### What to do
Look through the records and copy each line with the string "window" in it.

### Given information
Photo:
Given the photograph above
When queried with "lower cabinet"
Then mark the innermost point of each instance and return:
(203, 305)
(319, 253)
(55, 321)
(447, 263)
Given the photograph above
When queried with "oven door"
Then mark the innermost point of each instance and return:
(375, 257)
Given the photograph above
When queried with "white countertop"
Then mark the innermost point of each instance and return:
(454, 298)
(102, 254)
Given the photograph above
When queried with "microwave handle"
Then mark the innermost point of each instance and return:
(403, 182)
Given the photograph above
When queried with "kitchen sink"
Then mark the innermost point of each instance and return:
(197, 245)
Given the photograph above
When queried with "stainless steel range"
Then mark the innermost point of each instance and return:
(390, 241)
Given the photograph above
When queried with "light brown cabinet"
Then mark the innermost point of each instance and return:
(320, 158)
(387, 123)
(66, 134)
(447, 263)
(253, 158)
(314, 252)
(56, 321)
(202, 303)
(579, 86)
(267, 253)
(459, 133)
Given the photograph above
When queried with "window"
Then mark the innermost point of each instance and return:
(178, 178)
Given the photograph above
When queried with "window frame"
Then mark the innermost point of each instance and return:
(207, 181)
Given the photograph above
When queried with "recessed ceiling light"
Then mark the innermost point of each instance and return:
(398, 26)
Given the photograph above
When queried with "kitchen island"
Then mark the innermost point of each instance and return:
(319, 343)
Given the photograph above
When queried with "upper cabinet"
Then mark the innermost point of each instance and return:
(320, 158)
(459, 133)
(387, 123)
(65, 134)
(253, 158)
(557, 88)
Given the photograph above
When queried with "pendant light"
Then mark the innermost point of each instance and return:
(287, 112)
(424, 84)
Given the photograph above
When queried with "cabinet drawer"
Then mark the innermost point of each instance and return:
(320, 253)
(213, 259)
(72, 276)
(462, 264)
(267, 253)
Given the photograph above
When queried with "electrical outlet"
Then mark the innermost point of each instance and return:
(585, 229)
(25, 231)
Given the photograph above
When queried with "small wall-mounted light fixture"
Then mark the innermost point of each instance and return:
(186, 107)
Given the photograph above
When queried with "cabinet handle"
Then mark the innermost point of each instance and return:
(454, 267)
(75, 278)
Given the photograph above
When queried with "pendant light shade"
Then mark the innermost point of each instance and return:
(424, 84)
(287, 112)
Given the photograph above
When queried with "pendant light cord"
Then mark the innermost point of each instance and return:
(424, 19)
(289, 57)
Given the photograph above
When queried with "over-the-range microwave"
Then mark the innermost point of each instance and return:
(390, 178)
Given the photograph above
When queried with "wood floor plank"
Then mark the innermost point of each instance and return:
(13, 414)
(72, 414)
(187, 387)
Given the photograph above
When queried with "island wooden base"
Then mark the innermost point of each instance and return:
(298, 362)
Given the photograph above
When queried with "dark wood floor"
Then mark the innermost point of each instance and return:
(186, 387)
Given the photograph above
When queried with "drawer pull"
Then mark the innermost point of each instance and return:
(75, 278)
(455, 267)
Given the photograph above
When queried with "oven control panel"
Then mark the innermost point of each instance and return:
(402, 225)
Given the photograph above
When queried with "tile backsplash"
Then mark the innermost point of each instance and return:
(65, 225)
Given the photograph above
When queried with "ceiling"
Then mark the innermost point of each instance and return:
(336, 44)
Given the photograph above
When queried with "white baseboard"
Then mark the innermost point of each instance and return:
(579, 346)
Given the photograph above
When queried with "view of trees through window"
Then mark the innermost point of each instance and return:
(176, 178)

### Result of this task
When queried with "window"
When queried with "window frame"
When queried with "view of trees through window"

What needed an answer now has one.